-- PROBLEM DESCRIPTION --
Write every line of the material out exactly as shown.

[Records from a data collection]

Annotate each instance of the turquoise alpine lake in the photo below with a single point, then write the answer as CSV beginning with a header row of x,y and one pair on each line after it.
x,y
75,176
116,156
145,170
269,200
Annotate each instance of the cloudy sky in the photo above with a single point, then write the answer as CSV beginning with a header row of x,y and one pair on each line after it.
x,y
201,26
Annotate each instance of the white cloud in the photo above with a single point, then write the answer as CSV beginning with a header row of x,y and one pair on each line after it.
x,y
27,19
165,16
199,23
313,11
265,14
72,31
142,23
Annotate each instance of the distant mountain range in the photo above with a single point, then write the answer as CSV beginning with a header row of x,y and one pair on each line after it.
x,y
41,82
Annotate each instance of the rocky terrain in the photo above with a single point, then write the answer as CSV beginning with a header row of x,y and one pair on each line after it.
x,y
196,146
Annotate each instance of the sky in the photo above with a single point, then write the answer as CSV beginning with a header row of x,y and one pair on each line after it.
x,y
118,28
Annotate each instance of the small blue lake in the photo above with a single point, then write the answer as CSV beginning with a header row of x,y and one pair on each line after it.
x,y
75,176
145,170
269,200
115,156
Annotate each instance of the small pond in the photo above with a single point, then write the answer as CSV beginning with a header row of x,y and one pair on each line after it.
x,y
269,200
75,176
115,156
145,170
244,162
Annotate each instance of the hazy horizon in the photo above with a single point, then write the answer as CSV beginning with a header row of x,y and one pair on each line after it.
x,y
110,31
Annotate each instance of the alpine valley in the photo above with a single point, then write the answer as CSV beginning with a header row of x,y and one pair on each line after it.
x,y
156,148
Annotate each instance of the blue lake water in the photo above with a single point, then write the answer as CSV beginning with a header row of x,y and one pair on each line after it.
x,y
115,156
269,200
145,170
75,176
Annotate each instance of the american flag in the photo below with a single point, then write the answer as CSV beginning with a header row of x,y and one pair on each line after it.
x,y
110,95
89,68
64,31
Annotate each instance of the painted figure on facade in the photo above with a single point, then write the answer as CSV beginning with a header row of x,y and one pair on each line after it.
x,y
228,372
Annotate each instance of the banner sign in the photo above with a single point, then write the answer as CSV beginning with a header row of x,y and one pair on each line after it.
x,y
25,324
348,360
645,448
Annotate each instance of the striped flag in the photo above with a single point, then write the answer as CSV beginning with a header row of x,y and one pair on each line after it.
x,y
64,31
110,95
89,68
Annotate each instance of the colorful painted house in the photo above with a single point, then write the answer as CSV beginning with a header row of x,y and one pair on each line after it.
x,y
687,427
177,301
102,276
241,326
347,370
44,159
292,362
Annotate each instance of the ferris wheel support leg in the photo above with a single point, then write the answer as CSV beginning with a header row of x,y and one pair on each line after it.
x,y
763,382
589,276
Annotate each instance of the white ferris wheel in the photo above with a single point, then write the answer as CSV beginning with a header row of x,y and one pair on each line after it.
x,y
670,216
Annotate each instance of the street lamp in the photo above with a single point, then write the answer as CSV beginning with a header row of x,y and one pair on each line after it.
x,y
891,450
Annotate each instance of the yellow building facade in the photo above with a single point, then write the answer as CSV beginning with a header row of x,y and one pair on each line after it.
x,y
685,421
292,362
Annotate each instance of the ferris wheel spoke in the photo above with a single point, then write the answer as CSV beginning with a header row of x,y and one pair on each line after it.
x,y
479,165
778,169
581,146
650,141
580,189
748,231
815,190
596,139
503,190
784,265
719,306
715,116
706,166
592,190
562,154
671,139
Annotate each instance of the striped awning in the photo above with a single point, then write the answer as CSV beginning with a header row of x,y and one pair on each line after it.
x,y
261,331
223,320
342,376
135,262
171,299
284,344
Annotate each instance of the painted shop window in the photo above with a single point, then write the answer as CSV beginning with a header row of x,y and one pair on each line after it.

-- RESPONSE --
Annotate each instance of the turquoise alpine lake in the photo below with a single point, then write the answer as CSV beginning with a header row of x,y and one pair on each line after it.
x,y
75,176
116,156
145,170
269,200
Annotate each instance of the cloudy sky in the photo above with a single point, then write the answer as CSV beginning with a header row of x,y and one pair on each line after it.
x,y
201,26
Annotate each instance of the white cloud in the photo above with a single point, then write the answer as CSV beginning with a header row of x,y and one pair on each line after it.
x,y
27,19
165,16
199,23
313,11
265,14
72,31
142,23
Annotate each instance of the distant mountain range in the photo above with a single point, then write the answer as CSV beginning with a header row of x,y and one pair on each line after it.
x,y
41,82
Annotate each instance of the rocky terrain in the photo above with a single point, then write the answer as CSV beginning with a header row of x,y and one pair on each line after it.
x,y
196,146
Annotate each instance of the sky in the photo above with a single point, then write the answer as CSV beginning with a header row of x,y and one pair on each line after it.
x,y
118,28
Annotate each instance of the small blue lake in the photo above with a single point, then write the answer as CSV beginning with a header row of x,y and one pair on each line after it.
x,y
75,176
145,170
269,200
115,156
Annotate each instance of the small pond in the photo above with a single point, then write the answer as CSV beginning with a header row of x,y and one pair on each line after it.
x,y
269,200
75,176
115,156
145,170
244,162
Annotate each instance of the hazy horizon in the photo above with a single point, then write the answer as CSV beginning with a header row of x,y and one pair on each line after it.
x,y
110,31
Annotate each instance of the alpine valley in the photo above with a single point, then write the answer as CSV beginning with a header row of x,y and one pair on each line after it.
x,y
156,148
Annotate each instance of the blue lake water in the photo above with a single point, then write the answer as CSV beginning with a header row of x,y and one pair on each line after it.
x,y
115,156
269,200
145,170
75,176
Annotate each instance of the american flag in the photo below with a single point, then write the answer as CSV beginning with a header row of x,y and one pair on each line after it.
x,y
110,95
89,68
64,31
Annotate each instance of the painted figure on facade in the photo above with a single point, then write the answer as CSV beginning with a header row of x,y and one pair on each line after it.
x,y
228,372
Annotate each instance of the banner sign in the photo above with a single point, then write the answer as CSV beginning with a header row of x,y and one pair on each line after it.
x,y
25,324
348,360
645,448
Annotate each instance of the striped flag in the photo above with a single point, then write the answer as CSV beginning with a header row of x,y and one pair on each line after it.
x,y
64,31
110,95
89,68
Annotate each instance of the colorful painted house in the photo above with a single point, then write the answer as CSV beginning with a header row of x,y and one pair on each line after it.
x,y
687,427
177,301
102,276
241,326
347,370
44,159
292,362
Annotate each instance of the ferris wheel support leg in the photo above with a single point, then write the answer as CSV beginning with a header row of x,y and one pair on each line after it.
x,y
763,382
589,276
Annotate each instance of the white ferris wheel in the photo above with a single point, then write the answer as CSV beginning with a header row of x,y and one pair on each line after it.
x,y
670,216
Annotate each instance of the street lamp in the photo above with a single point, then write the answer as CSV beginning with a header row of x,y and one pair on each line after it.
x,y
891,450
Annotate each instance of the yellow building facade in the photo above with a single point, then write the answer as CSV beginning with a header row of x,y and one pair on each line after it.
x,y
685,421
292,362
Annotate each instance of the ferris wheel spoke in the photo above with a single point, then write the answer as CSV beginning with a header row of x,y and one pair on each line after it.
x,y
479,165
778,169
581,146
650,141
580,189
748,231
815,190
596,139
503,190
784,265
719,306
715,116
706,166
592,190
562,154
671,139
Annotate each instance of the striped awning in the photo above with a single point, then write the answer as CSV beginning with a header row of x,y and one pair on each line after it.
x,y
261,331
223,320
342,376
135,262
171,299
284,344
Annotate each instance of the painted shop window in the photo above with a single point, then write the answer as CSV beginning with a header row of x,y and one pair on each line after it.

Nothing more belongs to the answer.